━━ THE DATA

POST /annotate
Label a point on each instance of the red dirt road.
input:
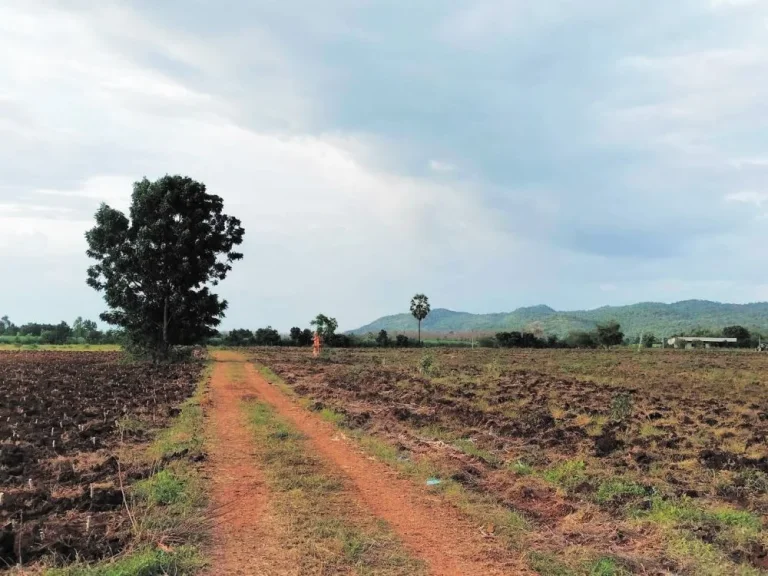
(430, 528)
(246, 539)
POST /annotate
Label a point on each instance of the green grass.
(164, 488)
(169, 506)
(187, 432)
(521, 468)
(331, 416)
(469, 447)
(567, 474)
(613, 490)
(146, 562)
(681, 519)
(548, 565)
(330, 533)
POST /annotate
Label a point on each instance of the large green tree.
(325, 326)
(609, 334)
(420, 309)
(156, 266)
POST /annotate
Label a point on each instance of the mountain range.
(648, 317)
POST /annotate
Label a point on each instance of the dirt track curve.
(431, 529)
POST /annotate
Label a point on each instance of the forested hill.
(650, 317)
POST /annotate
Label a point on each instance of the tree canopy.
(420, 309)
(609, 334)
(325, 326)
(155, 267)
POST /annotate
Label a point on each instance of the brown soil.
(247, 539)
(62, 417)
(431, 529)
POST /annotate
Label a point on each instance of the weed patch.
(332, 534)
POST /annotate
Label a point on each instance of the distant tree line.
(80, 332)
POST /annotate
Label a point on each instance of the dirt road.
(430, 528)
(247, 539)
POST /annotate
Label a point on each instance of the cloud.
(748, 197)
(485, 153)
(440, 166)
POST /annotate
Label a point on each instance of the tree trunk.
(165, 327)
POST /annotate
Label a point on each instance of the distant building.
(689, 341)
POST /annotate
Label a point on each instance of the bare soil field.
(607, 462)
(63, 418)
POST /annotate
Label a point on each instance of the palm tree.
(420, 309)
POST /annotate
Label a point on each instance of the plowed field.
(616, 462)
(63, 415)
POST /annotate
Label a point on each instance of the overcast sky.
(490, 154)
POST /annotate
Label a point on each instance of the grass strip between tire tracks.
(331, 532)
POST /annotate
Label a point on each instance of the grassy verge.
(331, 534)
(168, 508)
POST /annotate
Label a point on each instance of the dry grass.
(333, 535)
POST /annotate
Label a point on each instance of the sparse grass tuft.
(567, 474)
(615, 490)
(145, 562)
(521, 468)
(329, 532)
(163, 488)
(468, 446)
(331, 416)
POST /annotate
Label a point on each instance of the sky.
(490, 154)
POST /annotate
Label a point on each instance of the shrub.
(267, 337)
(402, 341)
(621, 406)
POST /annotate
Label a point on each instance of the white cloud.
(748, 197)
(315, 215)
(440, 166)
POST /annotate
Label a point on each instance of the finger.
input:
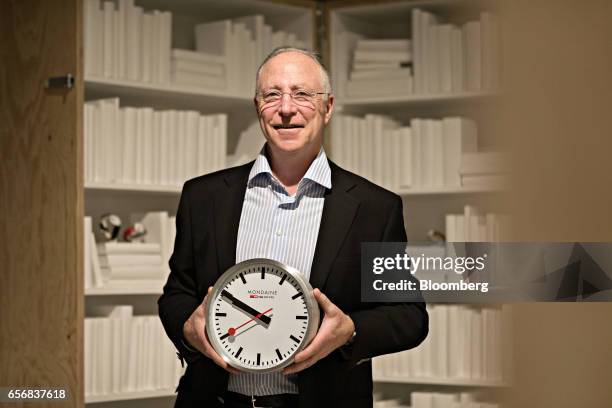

━━━━

## [TASK INSTRUCTIONS]
Generate a word-for-word copy of the preceding records, excluding all pictures.

## [OUTPUT]
POST /annotate
Label a point on each instance of the red dirt road.
input:
(430, 528)
(246, 539)
POST /annotate
Label a point on each instance of the green grass.
(164, 488)
(169, 506)
(187, 432)
(521, 468)
(331, 416)
(469, 447)
(567, 474)
(613, 490)
(146, 562)
(681, 519)
(548, 565)
(330, 533)
POST /annotate
Label a point on each instance of the large green tree.
(325, 326)
(609, 334)
(420, 309)
(156, 266)
POST /annotate
Label a point on each instance of the mountain range.
(648, 317)
POST /annotate
Label a point on each instance of the dirt track curve.
(431, 529)
POST /annotate
Label a point on each instance of the forested hill.
(650, 317)
POST /annotate
Label a point on each instance of the tree canopy.
(420, 309)
(609, 334)
(325, 326)
(155, 267)
POST /annotate
Label a point on each instance of the brown soil.
(247, 539)
(62, 417)
(431, 529)
POST /annotate
Label a point on each instance of the weed patch.
(332, 534)
POST /annotate
Label a point on each instance of the distant tree line.
(80, 332)
POST /annotate
Label a point on each instance of the dirt road.
(430, 528)
(247, 539)
POST /annotate
Label a point on each instance of the cloud.
(748, 197)
(485, 153)
(440, 166)
POST /annotate
Label a point on each instance of the tree trunk.
(165, 327)
POST /annotate
Label a point on each instance of the distant building.
(689, 341)
POST /annotate
Label a point on each instance of the bare soil field.
(607, 462)
(63, 418)
POST /annotate
Label a point on each instance of the palm tree.
(420, 309)
POST /annotate
Label a point on each instance of the plowed field.
(616, 462)
(63, 415)
POST /annotate
Label a point on each instance of the overcast sky.
(490, 154)
POST /annotate
Label a point on each instance of the grass strip between tire tracks.
(331, 532)
POST /annotate
Label a point on each instance of the grassy verge.
(331, 534)
(168, 508)
POST /annotate
Label a point on each instance of the dry grass.
(333, 535)
POST /annotate
Label a point on each instance of the sparse grass tuft.
(567, 474)
(615, 490)
(145, 562)
(521, 468)
(329, 532)
(163, 488)
(468, 446)
(331, 416)
POST /annotate
Label a point on each instance of the sky.
(490, 154)
POST /annotate
Label a point on each instance of the shrub.
(267, 337)
(402, 341)
(621, 406)
POST /annotate
Label a point on each instance of the white cloud.
(748, 197)
(315, 215)
(440, 166)
POST /annotate
Label a point on each instance of the finger.
input:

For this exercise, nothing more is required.